We’ll be back in a minute with our program: Why the Boomer Generation is Lucky to Have a Single Representative Left Alive after this message from Sugar Drops!  Candy Coated Sugar!  It’s what for breakfast!

Those were the days, weren’t they? We faced danger straight in the face and continued to not die.  We were lucky and brave and unaware of what was lurking in the various bushes and all station wagons.

Nowadays, (I guess that’s a word because spell check ignored me), kids are wimps, seat belt and helmet wearing wimps, brought up by simpering parents (our kids and grandkids) who don’t appreciate the lessons we strived to teach them; primarily, making it out alive is good enough for us and should be good enough for the little buggers we produce.

Every kid who runs into trouble does so because his or her parents didn’t take a good swing at them from time to time.  I’m guessing those ISIS characters (and by characters I mean M!!@#  Fu!@#$  A!@#s who should die in a pit of their own mucus) were raised by a bunch of Spock reading ninnies who gave them “a time out” rather than beat them, but I can’t vouch for this as I was raised by a pair of people who harbored within themselves a mix of every European identity and thought reasoning with kids was the devil’s therapy session.

We lived on the South side of Chicago, where all of the European mixes of the day congregated and apparently held meetings on how to deal with youngsters who misbehaved or behaved in developmentally appropriate ways, because most every kid in our neighborhood was very familiar with the dreaded bouncey ball paddle sans bouncey ball.

And I don’t mean to imply or say outright that I felt I was in danger throughout my childhood because, unless I walked between my father and the White Sox on TV, I was either pretty safe or completely unaware of the abundance of hidden dangers.

I rarely did anything apart from my parents that I wouldn’t do in front of them except riding my bike along break neck paths in the nearby woods, dating boys (men) who were far too old for me, trying and casting aside cigarettes, being myself, and watching TV with my friends by way of the kitchen phone.

How’s that life threatening you may ask?  Well, the phone was attached to a cord and could have been a deathtrap if someone had tripped over it as I watched Cat Stevens on Midnight Special in the den, with a phone that began its life in the kitchen. But I was willing to do that, because I was wild.

I was also the youngest and the only girl in my family and my parents either found this adorable or terrifying because I was never spanked despite my transgressions.

My brothers, however, behaved as if they were members of the Hell’s Angels and that was in the first grade, from that point on, my brothers made the Hell’s Angels look like Pat Boone’s family reunion (remember him?  Doesn’t he seem creepy to you now?).  They were spanked plenty and this seemed to encourage them, so who knows?

I spanked my only child three times, and by spanked, I mean swatted the piles of padding on the back of his butt.  I’m pretty sure that’s why he doesn’t remember it.  I spanked him once because he ran out in the street, another time because he chased a squirrel after I explicitly said these words, three times, “Don’t chase the squirrel” and the third time because he ran out in the street while chasing a squirrel.

At some point, I asked myself why hitting the person I loved most in the world seemed to be a good idea when, as a preschool teacher, I controlled an entire classroom full of kids by giving them my patented “I don’t think so,” look.  And it worked.  Still does. There’s something about my face that makes small children freeze in their tracks and comply and don’t think that hasn’t come in handy at restaurants.

Data to examine
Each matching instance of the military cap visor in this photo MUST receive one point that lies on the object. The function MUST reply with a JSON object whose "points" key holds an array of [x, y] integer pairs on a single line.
* * *
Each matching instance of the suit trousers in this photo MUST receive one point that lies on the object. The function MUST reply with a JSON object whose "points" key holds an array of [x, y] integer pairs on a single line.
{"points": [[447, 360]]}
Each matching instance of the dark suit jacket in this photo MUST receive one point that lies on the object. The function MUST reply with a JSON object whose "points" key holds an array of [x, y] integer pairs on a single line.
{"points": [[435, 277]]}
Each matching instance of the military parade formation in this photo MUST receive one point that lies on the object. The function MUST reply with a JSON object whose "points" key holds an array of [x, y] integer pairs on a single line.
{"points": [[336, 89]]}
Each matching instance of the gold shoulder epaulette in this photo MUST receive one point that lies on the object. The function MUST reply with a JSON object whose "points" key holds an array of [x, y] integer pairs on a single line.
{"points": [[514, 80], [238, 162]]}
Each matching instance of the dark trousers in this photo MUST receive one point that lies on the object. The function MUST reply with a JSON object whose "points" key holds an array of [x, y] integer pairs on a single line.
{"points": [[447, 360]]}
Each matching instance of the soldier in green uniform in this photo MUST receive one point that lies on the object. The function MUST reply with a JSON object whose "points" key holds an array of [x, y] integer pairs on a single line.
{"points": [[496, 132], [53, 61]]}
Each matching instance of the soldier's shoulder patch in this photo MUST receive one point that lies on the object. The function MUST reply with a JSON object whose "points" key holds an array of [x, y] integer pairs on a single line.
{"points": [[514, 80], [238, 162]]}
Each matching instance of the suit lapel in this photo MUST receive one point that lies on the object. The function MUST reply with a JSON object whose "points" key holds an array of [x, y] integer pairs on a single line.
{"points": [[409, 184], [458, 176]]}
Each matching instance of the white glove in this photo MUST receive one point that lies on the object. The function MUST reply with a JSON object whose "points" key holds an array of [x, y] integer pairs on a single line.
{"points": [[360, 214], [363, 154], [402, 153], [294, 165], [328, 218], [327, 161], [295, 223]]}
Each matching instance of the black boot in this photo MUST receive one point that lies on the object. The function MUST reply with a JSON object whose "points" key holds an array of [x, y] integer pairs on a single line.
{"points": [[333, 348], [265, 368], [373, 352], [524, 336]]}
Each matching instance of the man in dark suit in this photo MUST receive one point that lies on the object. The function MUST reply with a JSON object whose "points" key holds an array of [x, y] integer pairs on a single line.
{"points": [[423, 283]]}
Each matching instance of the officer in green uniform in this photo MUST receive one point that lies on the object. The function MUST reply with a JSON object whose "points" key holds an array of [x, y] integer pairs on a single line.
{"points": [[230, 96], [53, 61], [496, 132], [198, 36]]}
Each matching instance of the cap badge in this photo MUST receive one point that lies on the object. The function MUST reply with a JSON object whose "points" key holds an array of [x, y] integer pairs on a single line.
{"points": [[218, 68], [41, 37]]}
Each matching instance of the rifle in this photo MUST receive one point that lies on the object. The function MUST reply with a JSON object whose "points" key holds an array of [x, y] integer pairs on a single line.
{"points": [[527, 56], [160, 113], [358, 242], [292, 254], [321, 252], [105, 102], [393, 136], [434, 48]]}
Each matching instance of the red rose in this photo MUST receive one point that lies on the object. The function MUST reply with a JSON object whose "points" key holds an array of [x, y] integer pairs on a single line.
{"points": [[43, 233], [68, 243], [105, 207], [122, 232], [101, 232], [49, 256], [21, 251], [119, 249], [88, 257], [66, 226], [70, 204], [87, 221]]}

Task 1
Retype the part of the essay on spanking that opens with the words containing "My brothers, however, behaved" and closes with "chasing a squirrel.".
Task 2
In one to three sentences, explain why the writer of the essay on spanking was never spanked as a child.
Task 3
According to the essay on spanking, where did the writer's family live?

Final answer 1
My brothers, however, behaved as if they were members of the Hell’s Angels and that was in the first grade, from that point on, my brothers made the Hell’s Angels look like Pat Boone’s family reunion (remember him?  Doesn’t he seem creepy to you now?).  They were spanked plenty and this seemed to encourage them, so who knows?

I spanked my only child three times, and by spanked, I mean swatted the piles of padding on the back of his butt.  I’m pretty sure that’s why he doesn’t remember it.  I spanked him once because he ran out in the street, another time because he chased a squirrel after I explicitly said these words, three times, “Don’t chase the squirrel” and the third time because he ran out in the street while chasing a squirrel.

Final answer 2
She was the youngest child and the only girl in her family. Her parents either found this adorable or terrifying, so they never spanked her despite her transgressions.

Final answer 3
On the South side of Chicago.